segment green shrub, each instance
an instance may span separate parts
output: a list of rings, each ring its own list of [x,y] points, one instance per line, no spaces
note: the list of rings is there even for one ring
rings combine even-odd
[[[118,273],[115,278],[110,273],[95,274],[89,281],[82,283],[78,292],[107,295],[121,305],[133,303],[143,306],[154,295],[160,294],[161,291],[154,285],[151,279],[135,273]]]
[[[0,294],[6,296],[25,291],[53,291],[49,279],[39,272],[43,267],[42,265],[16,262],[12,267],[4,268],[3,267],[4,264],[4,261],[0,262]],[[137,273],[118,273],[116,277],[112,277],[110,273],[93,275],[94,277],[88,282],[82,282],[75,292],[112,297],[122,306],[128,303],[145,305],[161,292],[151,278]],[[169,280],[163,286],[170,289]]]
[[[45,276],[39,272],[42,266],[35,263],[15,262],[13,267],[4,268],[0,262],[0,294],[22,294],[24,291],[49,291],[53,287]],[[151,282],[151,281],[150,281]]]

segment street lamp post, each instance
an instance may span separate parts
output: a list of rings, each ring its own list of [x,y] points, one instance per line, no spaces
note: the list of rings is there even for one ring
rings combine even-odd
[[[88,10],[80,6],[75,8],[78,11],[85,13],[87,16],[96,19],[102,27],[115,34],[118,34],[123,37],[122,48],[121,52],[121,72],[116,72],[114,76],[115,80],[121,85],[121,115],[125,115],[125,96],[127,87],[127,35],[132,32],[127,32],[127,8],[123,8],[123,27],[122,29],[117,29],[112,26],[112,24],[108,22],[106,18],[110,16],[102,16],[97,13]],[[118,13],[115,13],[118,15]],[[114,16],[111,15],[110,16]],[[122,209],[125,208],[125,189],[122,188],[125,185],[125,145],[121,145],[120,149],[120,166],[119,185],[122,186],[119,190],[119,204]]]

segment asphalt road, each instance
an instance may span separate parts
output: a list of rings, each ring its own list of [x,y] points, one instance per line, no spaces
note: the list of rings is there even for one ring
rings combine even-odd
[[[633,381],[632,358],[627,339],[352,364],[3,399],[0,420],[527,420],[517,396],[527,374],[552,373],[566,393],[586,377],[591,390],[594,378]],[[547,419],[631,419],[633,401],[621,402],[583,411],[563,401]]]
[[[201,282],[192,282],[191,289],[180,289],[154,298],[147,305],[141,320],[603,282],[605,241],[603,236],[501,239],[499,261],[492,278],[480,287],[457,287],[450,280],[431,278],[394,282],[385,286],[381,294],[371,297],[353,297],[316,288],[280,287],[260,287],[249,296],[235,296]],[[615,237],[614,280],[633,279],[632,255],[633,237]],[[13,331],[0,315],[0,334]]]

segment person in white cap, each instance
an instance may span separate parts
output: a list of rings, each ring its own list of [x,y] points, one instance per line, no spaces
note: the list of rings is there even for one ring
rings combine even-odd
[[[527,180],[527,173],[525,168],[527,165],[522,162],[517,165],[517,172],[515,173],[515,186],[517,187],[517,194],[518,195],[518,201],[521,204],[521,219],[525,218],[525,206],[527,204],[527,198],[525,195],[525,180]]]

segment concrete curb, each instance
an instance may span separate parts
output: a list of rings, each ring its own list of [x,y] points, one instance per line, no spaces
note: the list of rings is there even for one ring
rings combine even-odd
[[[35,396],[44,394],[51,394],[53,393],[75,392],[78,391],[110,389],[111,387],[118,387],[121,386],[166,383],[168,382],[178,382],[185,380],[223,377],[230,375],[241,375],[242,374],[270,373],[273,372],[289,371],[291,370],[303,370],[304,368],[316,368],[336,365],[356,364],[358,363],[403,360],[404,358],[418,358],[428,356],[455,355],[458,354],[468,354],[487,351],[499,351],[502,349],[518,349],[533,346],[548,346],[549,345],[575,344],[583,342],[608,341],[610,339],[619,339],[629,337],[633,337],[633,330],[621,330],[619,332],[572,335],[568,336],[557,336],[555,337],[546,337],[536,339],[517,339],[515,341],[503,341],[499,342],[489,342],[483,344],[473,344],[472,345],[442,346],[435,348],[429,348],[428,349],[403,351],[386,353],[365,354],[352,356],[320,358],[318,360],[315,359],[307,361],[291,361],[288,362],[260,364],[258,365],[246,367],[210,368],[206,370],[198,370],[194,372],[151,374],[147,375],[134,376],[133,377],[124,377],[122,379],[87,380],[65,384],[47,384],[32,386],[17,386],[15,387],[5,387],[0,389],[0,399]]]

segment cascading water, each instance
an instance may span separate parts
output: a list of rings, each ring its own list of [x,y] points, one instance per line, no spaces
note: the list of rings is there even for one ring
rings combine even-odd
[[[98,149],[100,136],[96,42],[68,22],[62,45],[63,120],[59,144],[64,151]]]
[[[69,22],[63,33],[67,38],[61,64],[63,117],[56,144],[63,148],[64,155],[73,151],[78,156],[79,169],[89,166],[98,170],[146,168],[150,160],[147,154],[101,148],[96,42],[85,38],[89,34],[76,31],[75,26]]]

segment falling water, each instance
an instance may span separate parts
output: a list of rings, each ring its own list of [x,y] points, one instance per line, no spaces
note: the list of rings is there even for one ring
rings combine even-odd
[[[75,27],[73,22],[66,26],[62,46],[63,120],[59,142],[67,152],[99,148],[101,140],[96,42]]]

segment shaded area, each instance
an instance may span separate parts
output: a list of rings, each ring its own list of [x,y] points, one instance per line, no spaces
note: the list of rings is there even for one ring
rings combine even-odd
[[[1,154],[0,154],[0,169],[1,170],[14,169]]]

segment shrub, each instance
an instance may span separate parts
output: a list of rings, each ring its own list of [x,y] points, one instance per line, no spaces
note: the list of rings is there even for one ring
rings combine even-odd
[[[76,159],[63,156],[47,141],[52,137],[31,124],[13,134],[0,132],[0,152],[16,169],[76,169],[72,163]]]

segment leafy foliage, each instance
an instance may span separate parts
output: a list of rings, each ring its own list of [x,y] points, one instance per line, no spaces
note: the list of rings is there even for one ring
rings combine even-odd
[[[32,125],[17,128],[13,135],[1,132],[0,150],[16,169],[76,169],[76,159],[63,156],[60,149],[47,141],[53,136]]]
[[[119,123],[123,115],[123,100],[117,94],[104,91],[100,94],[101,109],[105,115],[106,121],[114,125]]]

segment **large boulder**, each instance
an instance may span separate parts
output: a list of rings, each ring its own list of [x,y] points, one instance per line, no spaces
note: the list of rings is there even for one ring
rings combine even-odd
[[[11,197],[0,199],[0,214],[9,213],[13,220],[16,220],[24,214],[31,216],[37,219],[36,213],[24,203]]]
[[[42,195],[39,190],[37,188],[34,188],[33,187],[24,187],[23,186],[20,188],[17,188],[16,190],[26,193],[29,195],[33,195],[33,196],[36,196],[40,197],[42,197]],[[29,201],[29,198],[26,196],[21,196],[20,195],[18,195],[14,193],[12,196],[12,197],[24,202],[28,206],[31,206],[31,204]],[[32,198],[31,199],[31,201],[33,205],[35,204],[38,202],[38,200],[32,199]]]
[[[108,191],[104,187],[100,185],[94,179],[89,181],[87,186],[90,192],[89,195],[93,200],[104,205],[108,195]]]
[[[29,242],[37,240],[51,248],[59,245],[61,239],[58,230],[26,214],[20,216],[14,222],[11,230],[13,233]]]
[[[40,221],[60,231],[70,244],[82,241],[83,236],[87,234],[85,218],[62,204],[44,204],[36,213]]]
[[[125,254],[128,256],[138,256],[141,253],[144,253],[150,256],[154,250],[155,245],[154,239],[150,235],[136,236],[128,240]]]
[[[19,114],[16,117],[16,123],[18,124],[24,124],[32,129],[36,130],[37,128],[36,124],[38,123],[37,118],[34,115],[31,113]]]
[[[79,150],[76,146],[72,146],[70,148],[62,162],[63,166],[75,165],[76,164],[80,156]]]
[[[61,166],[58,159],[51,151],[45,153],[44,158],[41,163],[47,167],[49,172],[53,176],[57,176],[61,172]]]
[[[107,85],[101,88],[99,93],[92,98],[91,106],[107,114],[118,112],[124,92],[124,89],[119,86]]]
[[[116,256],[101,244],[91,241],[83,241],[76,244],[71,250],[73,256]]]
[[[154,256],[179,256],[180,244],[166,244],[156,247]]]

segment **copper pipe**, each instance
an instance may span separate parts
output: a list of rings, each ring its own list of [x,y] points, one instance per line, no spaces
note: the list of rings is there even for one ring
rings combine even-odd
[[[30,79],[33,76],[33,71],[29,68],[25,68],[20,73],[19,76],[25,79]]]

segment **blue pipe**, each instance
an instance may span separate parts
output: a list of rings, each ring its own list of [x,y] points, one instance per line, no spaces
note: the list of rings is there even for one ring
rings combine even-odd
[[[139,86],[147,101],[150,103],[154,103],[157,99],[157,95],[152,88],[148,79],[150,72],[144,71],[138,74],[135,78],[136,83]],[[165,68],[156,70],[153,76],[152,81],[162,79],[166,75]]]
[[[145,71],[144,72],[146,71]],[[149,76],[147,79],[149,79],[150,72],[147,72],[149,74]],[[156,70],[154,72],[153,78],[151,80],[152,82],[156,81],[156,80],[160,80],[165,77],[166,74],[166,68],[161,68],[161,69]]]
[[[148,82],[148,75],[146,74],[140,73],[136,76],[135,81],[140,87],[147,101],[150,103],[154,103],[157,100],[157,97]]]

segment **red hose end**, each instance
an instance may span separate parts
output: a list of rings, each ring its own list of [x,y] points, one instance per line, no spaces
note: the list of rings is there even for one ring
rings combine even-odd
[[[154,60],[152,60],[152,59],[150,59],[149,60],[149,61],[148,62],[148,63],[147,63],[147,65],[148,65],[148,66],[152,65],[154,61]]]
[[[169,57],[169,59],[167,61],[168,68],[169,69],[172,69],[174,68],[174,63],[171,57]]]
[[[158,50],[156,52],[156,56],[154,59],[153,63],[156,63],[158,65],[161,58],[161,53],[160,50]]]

______

> Exercise objective
Reproduce everything from the line containing "segment **red hose end**, each instance" down to the end of the data above, without any changes.

> Result of the exercise
segment **red hose end**, each instance
an instance may span separate parts
output: a list of rings, each ring its own list of [x,y] points, one instance per line, no spaces
note: the list of rings is there even for one ring
rings combine even-odd
[[[154,60],[152,60],[152,59],[150,59],[149,60],[149,61],[148,62],[148,63],[147,63],[147,65],[148,65],[148,66],[152,65],[154,61]]]
[[[169,57],[169,59],[167,61],[168,68],[169,69],[172,69],[174,68],[174,63],[171,57]]]
[[[158,50],[156,52],[156,56],[154,59],[153,63],[156,63],[158,65],[161,58],[161,53],[160,50]]]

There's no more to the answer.